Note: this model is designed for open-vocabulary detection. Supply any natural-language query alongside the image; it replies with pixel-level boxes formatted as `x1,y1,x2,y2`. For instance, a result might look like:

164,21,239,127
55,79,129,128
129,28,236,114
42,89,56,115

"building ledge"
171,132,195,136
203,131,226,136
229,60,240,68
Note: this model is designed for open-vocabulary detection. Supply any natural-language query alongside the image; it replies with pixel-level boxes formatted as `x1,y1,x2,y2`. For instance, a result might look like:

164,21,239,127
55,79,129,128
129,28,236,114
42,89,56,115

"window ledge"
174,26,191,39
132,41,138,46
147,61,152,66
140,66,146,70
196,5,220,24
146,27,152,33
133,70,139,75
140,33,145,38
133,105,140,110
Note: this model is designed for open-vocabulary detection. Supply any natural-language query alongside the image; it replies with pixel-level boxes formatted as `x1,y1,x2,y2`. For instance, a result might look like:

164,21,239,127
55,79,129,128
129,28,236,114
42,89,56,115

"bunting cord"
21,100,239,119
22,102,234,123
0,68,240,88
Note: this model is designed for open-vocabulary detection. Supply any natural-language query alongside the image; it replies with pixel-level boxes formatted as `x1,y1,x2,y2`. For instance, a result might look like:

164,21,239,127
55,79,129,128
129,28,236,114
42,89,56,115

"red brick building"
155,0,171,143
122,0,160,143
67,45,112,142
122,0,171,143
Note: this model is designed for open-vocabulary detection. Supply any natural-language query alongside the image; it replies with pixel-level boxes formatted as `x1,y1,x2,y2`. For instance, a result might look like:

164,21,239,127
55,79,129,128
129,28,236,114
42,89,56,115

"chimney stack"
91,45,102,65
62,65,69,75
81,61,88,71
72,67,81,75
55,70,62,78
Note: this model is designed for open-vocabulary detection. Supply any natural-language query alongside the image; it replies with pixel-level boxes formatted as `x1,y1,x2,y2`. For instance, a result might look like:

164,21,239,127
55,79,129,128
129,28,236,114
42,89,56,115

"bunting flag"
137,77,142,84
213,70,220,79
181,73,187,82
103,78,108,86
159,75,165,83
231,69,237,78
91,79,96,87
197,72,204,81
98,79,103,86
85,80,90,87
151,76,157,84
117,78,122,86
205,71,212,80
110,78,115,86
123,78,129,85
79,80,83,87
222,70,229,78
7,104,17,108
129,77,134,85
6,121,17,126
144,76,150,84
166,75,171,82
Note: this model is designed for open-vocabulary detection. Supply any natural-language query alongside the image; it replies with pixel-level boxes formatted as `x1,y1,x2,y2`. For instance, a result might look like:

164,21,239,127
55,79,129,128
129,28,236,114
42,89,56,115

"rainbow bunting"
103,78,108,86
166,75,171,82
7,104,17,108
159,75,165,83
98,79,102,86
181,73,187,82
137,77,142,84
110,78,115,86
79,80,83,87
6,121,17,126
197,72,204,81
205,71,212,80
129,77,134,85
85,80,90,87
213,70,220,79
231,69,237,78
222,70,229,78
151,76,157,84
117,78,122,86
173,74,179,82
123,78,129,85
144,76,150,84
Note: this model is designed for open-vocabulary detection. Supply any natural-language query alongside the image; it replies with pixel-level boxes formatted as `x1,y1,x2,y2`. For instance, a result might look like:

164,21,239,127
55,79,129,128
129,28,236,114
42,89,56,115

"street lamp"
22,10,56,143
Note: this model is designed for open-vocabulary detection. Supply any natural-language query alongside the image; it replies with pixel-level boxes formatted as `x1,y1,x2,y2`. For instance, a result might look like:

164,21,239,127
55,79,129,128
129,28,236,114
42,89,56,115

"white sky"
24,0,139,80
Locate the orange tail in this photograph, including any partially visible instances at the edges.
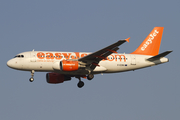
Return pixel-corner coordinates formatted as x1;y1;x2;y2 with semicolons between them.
131;27;164;56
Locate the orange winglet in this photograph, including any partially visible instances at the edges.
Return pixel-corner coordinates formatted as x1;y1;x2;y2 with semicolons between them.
92;62;100;66
107;49;117;53
125;37;131;42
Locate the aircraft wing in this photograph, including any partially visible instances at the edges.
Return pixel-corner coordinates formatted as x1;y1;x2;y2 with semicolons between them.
78;38;130;66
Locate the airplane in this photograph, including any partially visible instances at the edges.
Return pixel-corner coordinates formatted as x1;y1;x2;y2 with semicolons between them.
7;27;172;88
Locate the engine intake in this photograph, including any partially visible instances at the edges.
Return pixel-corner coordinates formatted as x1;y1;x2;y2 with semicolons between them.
46;73;71;84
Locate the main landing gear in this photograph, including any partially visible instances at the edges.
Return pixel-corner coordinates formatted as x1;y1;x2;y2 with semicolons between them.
29;70;34;82
76;74;94;88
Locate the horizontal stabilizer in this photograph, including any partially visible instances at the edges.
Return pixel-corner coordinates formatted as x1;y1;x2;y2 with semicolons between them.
147;51;172;61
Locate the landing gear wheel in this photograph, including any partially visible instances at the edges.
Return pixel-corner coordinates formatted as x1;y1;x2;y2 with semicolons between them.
87;74;94;80
77;81;84;88
29;77;34;82
29;70;35;82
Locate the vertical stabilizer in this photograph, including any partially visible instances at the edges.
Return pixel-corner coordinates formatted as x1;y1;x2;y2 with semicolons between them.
131;27;164;56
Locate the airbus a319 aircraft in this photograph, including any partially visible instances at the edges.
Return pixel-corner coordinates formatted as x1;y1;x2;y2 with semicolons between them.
7;27;172;88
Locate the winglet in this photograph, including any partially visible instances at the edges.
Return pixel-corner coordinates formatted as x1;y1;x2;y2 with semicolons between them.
125;37;130;42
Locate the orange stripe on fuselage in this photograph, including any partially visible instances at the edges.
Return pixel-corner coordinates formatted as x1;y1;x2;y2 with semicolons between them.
37;52;126;62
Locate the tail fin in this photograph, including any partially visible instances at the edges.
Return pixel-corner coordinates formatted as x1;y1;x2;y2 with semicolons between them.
131;27;164;56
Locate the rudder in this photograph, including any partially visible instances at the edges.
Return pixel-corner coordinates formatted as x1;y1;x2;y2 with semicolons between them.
131;27;164;56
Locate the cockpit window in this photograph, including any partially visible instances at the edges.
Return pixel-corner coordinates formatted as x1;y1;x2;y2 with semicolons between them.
14;55;24;58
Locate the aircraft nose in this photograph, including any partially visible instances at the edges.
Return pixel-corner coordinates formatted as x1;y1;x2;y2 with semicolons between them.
7;60;13;68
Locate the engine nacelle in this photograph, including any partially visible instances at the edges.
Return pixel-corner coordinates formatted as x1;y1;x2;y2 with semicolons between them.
60;60;79;71
46;73;71;84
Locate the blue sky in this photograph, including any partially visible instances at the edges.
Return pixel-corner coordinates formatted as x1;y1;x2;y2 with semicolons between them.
0;0;180;120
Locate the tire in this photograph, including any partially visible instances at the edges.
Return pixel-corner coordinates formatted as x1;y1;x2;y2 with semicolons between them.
87;74;94;80
77;81;84;88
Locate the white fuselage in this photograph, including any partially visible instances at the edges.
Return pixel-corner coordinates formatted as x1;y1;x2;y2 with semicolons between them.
7;51;168;75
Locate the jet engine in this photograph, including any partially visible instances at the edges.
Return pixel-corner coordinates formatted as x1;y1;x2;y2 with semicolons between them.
46;73;71;84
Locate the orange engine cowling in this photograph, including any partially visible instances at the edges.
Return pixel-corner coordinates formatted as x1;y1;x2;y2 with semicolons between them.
60;60;79;71
46;73;71;84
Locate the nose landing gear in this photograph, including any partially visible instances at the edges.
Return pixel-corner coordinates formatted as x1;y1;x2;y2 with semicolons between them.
29;70;34;82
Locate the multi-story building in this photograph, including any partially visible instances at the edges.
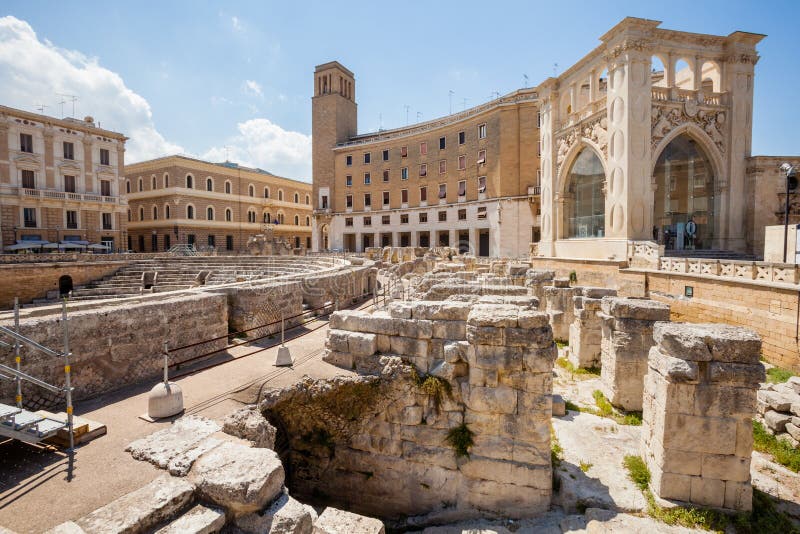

GIVEN INSTRUCTION
Convert all of the records above into a numbered list, one line per number, skipping blank lines and leaving the pictures out.

WORKED SOLUTION
1. Note: this model is designed for open-vocabulary detection. Supply any natural-language query alongside the image; it replies with pixel-level boxes formatted as `x1,y1,x2,y2`. For instance, a result might look like:
2. 164,21,239,127
3. 55,79,129,128
4. 129,28,236,114
5. 42,89,56,115
6. "building ledge"
7. 171,132,195,136
8. 203,131,226,136
9. 229,60,240,68
10. Note: this model is designed for open-vocabulary detection. Supply any natural-language query alongside the image; it replies with pixel-level boxes formatted as `x1,y1,x2,y2`. For instance, a result might look like:
11. 164,21,239,127
12. 55,79,129,128
13. 129,28,236,114
14. 42,89,56,115
15. "window ledge"
16. 174,26,191,39
17. 132,41,138,46
18. 147,61,152,66
19. 140,66,146,70
20. 196,5,220,24
21. 146,27,152,33
22. 133,70,139,75
23. 140,33,145,38
24. 133,105,140,110
25. Note: this model is designed for open-vocabulary detection. Supply any natural-language query alongside the image; it replies with pixel-level boxes formatted as `x1,y1,x2,y2`. For instance, a result might look like:
26. 164,21,239,127
27. 55,79,129,128
28. 129,28,236,114
29. 42,89,56,115
30. "bunting cord"
31. 21,100,239,119
32. 22,102,234,123
33. 0,68,240,88
34. Note: this model is designed for open-vocabulary detection. Supply any natural-language query alongside the image; it replies with pixel-level boxes formatted as `x1,y1,x2,y2`. For instance, a result might look like:
35. 164,21,239,127
36. 55,79,129,128
37. 129,28,236,114
38. 42,89,56,115
39. "red brick building"
40. 155,0,171,143
41. 122,0,160,143
42. 67,45,112,142
43. 122,0,171,143
44. Note: this model is designed for open-vocabulary detection. Supply any natural-language query alongside the image; it replies with pixel-level boxes formatted as `x1,y1,x2,y2`. For instance, a result might look like:
45. 164,21,239,127
46. 55,79,129,128
47. 129,28,236,114
48. 42,89,56,115
49. "chimney stack"
50. 91,45,102,65
51. 62,65,69,75
52. 81,61,88,71
53. 72,67,81,75
54. 55,70,62,78
55. Note: this model is designed for open-vocabulary detection. Supply any natural-language query alongside the image; it replies with pixel-level boxes formatted as `x1,y1,x2,y2`. For instance, a result might look like:
56. 164,21,239,127
57. 55,79,129,128
58. 129,28,236,114
59. 42,89,56,115
60. "bunting flag"
61. 137,77,142,84
62. 213,70,220,79
63. 181,73,187,82
64. 103,78,108,86
65. 159,75,165,83
66. 231,69,237,78
67. 91,79,96,87
68. 197,72,204,81
69. 98,79,103,86
70. 85,80,90,87
71. 151,76,157,84
72. 117,78,122,86
73. 205,71,212,80
74. 110,78,115,86
75. 123,78,129,85
76. 79,80,83,87
77. 222,70,229,78
78. 7,104,17,108
79. 129,77,134,85
80. 6,121,17,126
81. 144,76,150,84
82. 166,75,171,82
83. Note: this model is designed for open-vocabulary detection. Supply any natural-language query alongside the image; it replies with pixel-level boxes formatted as `x1,y1,x2,y2`. For instance, a result might look like:
84. 164,21,239,127
85. 55,79,129,128
86. 129,28,236,114
87. 42,89,56,115
88. "rainbow bunting"
89. 103,78,108,86
90. 166,75,171,82
91. 7,104,17,108
92. 159,75,165,83
93. 98,79,102,86
94. 181,73,187,82
95. 137,77,142,84
96. 110,78,115,86
97. 79,80,83,87
98. 6,121,17,126
99. 197,72,204,81
100. 205,71,212,80
101. 129,77,134,85
102. 85,80,90,87
103. 213,70,220,79
104. 231,69,237,78
105. 222,70,229,78
106. 151,76,157,84
107. 117,78,122,86
108. 173,74,179,82
109. 123,78,129,85
110. 144,76,150,84
111. Note: this model is designed for open-vocabulary detection. Supply any natural-language query alongside the image; it replies with pixel-level boxes formatted as `x1,y1,x2,y2`. For instance, a result might look like:
112. 164,21,239,127
113. 55,79,129,128
114. 129,28,236,114
115. 42,89,56,115
116. "street lamp"
117. 22,10,56,143
118. Note: this model is designed for open-vocabulary detection. Supply any natural-language query alongside the image; it replies with pixel-level boxes formatted as `x1,y1,x2,y2`. For instance, a result might look like:
119. 164,21,239,127
120. 55,79,129,128
121. 129,28,236,114
122. 42,89,56,115
123. "white sky"
124. 24,0,139,80
125. Locate the orange tail in this photograph, including any partially visible instances at the edges.
126. Return pixel-corner coordinates formatted as x1;y1;x2;y2 with semicolons between them.
127. 131;27;164;56
128. Locate the orange winglet in this photograph, including any partially visible instances at the edges.
129. Return pixel-corner coordinates formatted as x1;y1;x2;y2 with semicolons between them.
130. 92;62;100;66
131. 107;49;117;53
132. 125;37;131;42
133. Locate the aircraft wing in this photograph, including any partially visible instances at the edges.
134. Return pixel-corner coordinates formatted as x1;y1;x2;y2 with semicolons between them.
135. 78;38;130;66
136. Locate the airplane in this photograph, including any partially visible instances at the edges.
137. Return pixel-corner coordinates formatted as x1;y1;x2;y2 with semicolons between them.
138. 7;27;172;88
139. Locate the engine intake in this photograph, including any partially visible instances at the edges.
140. Return pixel-corner coordinates formatted as x1;y1;x2;y2 with semicolons between them.
141. 46;73;71;84
142. Locate the main landing gear in this photograph, including any partially visible instances at the edges.
143. Return pixel-corner coordinates formatted as x1;y1;x2;y2 with semicolons between them.
144. 29;70;34;82
145. 76;74;94;88
146. Locate the horizontal stabilizer in this photograph, including any partially visible instances at the edges.
147. Return pixel-corner coordinates formatted as x1;y1;x2;y2 with semicolons between them.
148. 147;51;172;61
149. Locate the landing gear wheel in this photograph, including any partially visible instances at the edges.
150. Return pixel-corner coordinates formatted as x1;y1;x2;y2 with semicolons between them.
151. 87;74;94;80
152. 77;81;84;88
153. 29;77;34;82
154. 29;70;35;82
155. Locate the vertical stabilizer in this photograph, including any partially visible instances at the edges.
156. Return pixel-corner coordinates formatted as x1;y1;x2;y2 with semicolons between them.
157. 131;27;164;56
158. Locate the airbus a319 aircraft in this photograph, including any partially visible instances at the edges.
159. Return pixel-corner coordinates formatted as x1;y1;x2;y2 with semicolons between them.
160. 7;27;172;88
161. Locate the winglet in this photograph, including any partially visible instances at the edges.
162. Return pixel-corner coordinates formatted as x1;y1;x2;y2 with semicolons between them.
163. 125;37;130;42
164. Locate the orange stripe on fuselage in this photograph, including any partially visible instances at the edges.
165. Return pixel-corner coordinates formatted as x1;y1;x2;y2 with semicolons between them.
166. 37;52;126;62
167. Locate the tail fin in this photograph, including any partially visible instances at the edges.
168. Return pixel-corner coordinates formatted as x1;y1;x2;y2 with semicolons between them.
169. 131;27;164;56
170. Locate the rudder in this photograph, including any partially visible instances at the edges.
171. Return pixel-corner coordinates formatted as x1;y1;x2;y2 with semicolons between them.
172. 131;27;164;56
173. Locate the cockpit window in this photograph, including any partially visible instances at the edges.
174. Return pixel-corner coordinates formatted as x1;y1;x2;y2 with semicolons between them.
175. 14;55;24;58
176. Locate the aircraft nose in this photograph, including any partially visible instances at the edges.
177. Return pixel-corner coordinates formatted as x1;y1;x2;y2 with semicolons between them.
178. 7;60;13;68
179. Locate the engine nacelle in this photograph, including any partially visible instances at the edges.
180. Return pixel-corner coordinates formatted as x1;y1;x2;y2 with semicolons between them.
181. 60;60;79;71
182. 46;73;71;84
183. Locate the blue sky in this photograph, including any partially visible instances at the edges.
184. Return pixel-corner coordinates formatted as x1;y1;x2;y2 with semicolons between them.
185. 0;0;180;120
186. Locate the tire in this photograph, including any partially visible instances at the edges.
187. Return pixel-corner coordinates formatted as x1;y1;x2;y2 with semicolons between them.
188. 87;74;94;80
189. 77;81;84;88
190. Locate the white fuselage in this photograph, including any partially visible instances at the edges.
191. Return pixel-corner coordinates formatted as x1;y1;x2;y2 with semicolons between them.
192. 7;51;168;75
193. Locate the jet engine in this photograph, including any partially visible instances at the edges.
194. Return pixel-corner coordinates formatted as x1;y1;x2;y2 with semicolons between them.
195. 46;73;71;84
196. Locate the orange engine cowling in this photograph, including any partially visible instances at the edges.
197. Return pixel-corner coordinates formatted as x1;y1;x2;y2 with semicolons between them.
198. 60;60;79;71
199. 46;73;71;84
200. Locate the nose landing gear in this photograph, including any partially visible instances at the edges.
201. Return pixel-corner coordinates formatted as x1;y1;x2;y2 with semicolons between them.
202. 29;70;34;82
203. Locate the multi-story building in this photograph, including any partially visible instances at the edges.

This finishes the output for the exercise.